Your task → The records, repeated exactly and in full, are the expected answer.

*** Records shown Section Begins ***

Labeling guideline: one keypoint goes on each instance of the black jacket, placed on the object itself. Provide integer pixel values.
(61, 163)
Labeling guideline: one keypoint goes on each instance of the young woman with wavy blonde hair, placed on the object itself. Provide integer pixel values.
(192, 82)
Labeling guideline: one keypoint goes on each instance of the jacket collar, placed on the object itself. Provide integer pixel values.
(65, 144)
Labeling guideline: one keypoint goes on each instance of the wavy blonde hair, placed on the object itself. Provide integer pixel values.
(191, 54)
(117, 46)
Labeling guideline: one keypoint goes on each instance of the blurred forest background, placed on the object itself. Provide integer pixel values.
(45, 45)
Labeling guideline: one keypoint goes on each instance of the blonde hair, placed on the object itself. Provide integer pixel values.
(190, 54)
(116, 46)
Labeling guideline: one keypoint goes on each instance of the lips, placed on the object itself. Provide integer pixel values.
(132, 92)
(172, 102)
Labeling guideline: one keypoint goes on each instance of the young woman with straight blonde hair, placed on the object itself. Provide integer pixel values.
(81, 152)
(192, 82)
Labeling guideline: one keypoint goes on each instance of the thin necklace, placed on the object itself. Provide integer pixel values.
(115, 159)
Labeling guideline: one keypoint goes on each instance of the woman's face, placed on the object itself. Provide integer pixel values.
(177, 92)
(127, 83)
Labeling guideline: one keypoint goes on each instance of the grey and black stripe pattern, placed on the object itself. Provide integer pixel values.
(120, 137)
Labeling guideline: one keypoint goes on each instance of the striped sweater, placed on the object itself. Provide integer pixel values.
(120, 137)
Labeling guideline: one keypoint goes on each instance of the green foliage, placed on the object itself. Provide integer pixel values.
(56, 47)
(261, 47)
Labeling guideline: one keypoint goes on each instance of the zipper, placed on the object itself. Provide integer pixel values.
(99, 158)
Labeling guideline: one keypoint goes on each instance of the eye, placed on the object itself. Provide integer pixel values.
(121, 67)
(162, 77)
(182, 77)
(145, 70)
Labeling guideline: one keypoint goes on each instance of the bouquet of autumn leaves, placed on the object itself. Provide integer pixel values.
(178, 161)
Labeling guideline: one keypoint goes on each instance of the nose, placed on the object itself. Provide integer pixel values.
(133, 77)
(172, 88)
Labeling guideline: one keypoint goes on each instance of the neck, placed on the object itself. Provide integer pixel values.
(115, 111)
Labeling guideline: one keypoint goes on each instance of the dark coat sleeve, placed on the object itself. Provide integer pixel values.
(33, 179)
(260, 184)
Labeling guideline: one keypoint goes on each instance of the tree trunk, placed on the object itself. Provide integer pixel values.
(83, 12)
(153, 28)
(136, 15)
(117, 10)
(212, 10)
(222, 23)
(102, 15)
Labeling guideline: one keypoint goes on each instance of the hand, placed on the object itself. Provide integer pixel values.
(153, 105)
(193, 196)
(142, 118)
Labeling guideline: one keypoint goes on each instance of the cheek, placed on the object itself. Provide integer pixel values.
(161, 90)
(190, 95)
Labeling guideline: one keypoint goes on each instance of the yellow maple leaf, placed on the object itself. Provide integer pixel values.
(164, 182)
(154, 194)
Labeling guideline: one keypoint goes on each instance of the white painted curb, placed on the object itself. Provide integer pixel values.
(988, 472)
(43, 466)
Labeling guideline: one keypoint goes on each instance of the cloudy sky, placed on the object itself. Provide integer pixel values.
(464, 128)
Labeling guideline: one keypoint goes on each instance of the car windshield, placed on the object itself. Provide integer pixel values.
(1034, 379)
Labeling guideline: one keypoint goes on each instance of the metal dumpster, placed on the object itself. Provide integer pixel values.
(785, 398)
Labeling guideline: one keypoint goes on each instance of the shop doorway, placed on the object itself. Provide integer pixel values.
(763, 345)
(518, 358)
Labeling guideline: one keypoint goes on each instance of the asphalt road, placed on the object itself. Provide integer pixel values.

*** Records shown Section Ends ***

Answer for this exercise →
Labeling guideline: one keypoint goes on each instance of the black jacket, placed on the object itself. Provide integer pixel values.
(61, 163)
Labeling guideline: one keypoint goes on each instance of the young woman with wavy blonde hair, placed on the object itself. Provide integer pixel values.
(192, 82)
Labeling guideline: one keypoint goes on each instance of the jacket collar, placed on the object itself. Provide integer pixel values.
(65, 144)
Labeling guideline: one keypoint goes on each instance of the wavy blonde hair, placed on the object itself. Provide integer pixel values.
(191, 54)
(117, 46)
Labeling guideline: one keypoint goes on each instance of the blurred forest background, placed on the object itself. Provide integer pixel values.
(45, 45)
Labeling guideline: one keypoint goes on each instance of the blonde hair, placed on the object itself. Provide integer pixel values.
(190, 54)
(116, 46)
Labeling guideline: one keypoint goes on each instance of the lips, placed on the object itself. Provide integer pixel values.
(132, 92)
(172, 102)
Labeling guideline: one keypoint goes on each instance of the young woman with straight blonde hair, placed on the object itself. Provide integer pixel values.
(81, 152)
(192, 82)
Labeling guideline: one keypoint goes on each instance of the thin necklace, placed on the object itself. Provide integer pixel values.
(115, 159)
Labeling guideline: one keypoint goes on each instance of the woman's face, placed on the object itself. Provide integer pixel values.
(177, 92)
(127, 83)
Labeling guideline: one keypoint goes on each instance of the grey and black stripe pattern, placed on the object itself. Provide integer pixel values.
(120, 137)
Labeling guideline: one keypoint goes on each instance of the striped sweater, placed on the object itself. Provide integer pixel values.
(120, 137)
Labeling guideline: one keypoint goes on each instance of the green foliage, placed on the object itself. Provide integer pixel values.
(56, 47)
(261, 47)
Labeling guideline: one keypoint goes on each instance of the zipper, placed on the object itself. Provide integer pixel values.
(99, 158)
Labeling guideline: one keypoint goes on each instance of the eye, placed on the object itself. Provide integer pixel values.
(121, 67)
(162, 77)
(182, 77)
(145, 70)
Labeling guideline: one keypoint goes on each instance of the bouquet of autumn leaves, placed on the object itself. Provide integer pixel values.
(178, 161)
Labeling guideline: one keypoint goes on each instance of the nose, placed on the object itself. Provide integer pixel values.
(133, 77)
(172, 88)
Labeling guideline: one keypoint goes on each instance of the neck, placed on the object itself. Provide integer pixel values.
(115, 111)
Labeling guideline: one keypoint goes on each instance of the dark coat sleeve, placed on the object itself. Provide integer pixel values.
(33, 179)
(260, 184)
Labeling guideline: one keypoint goes on each instance of the tree trunk, placed on the object itself. Provide integer pixel values.
(83, 12)
(153, 28)
(136, 15)
(117, 10)
(212, 10)
(222, 23)
(102, 15)
Labeling guideline: one keypoint goes on each instance of the hand, placed on the object itself. Provide integer pixel values.
(153, 105)
(193, 196)
(142, 118)
Labeling guideline: one keypoint goes on each instance of the cheek, placed on the object itself. Provide integer pixel values.
(161, 90)
(190, 95)
Labeling guideline: one keypoint goes on each instance of the yellow maple leaf, placed on the object itself. Provide integer pixel values.
(164, 182)
(154, 194)
Labeling guideline: one keypoint goes on each instance of the white painted curb, placed on the object itself. Provide integer pixel values.
(988, 472)
(43, 466)
Labeling guideline: one keypoint goes on each instance of the cloudy sky, placed on the object itself. Provide integer pixel values.
(464, 128)
Labeling guideline: one keypoint goes on each instance of the car windshield, placed on the object itself. Provide integer pixel values.
(1034, 379)
Labeling guideline: one keypoint goes on each instance of the metal dumpster, placed on the object itself. Provide integer pixel values.
(785, 398)
Labeling guideline: one keypoint goes on each instance of the shop doorway, placed on the object itself. Provide integer pixel values.
(763, 345)
(518, 358)
Labeling guideline: one keypoint goes on each instance of the asphalt road, placed on the object itself. Provide integer pixel values.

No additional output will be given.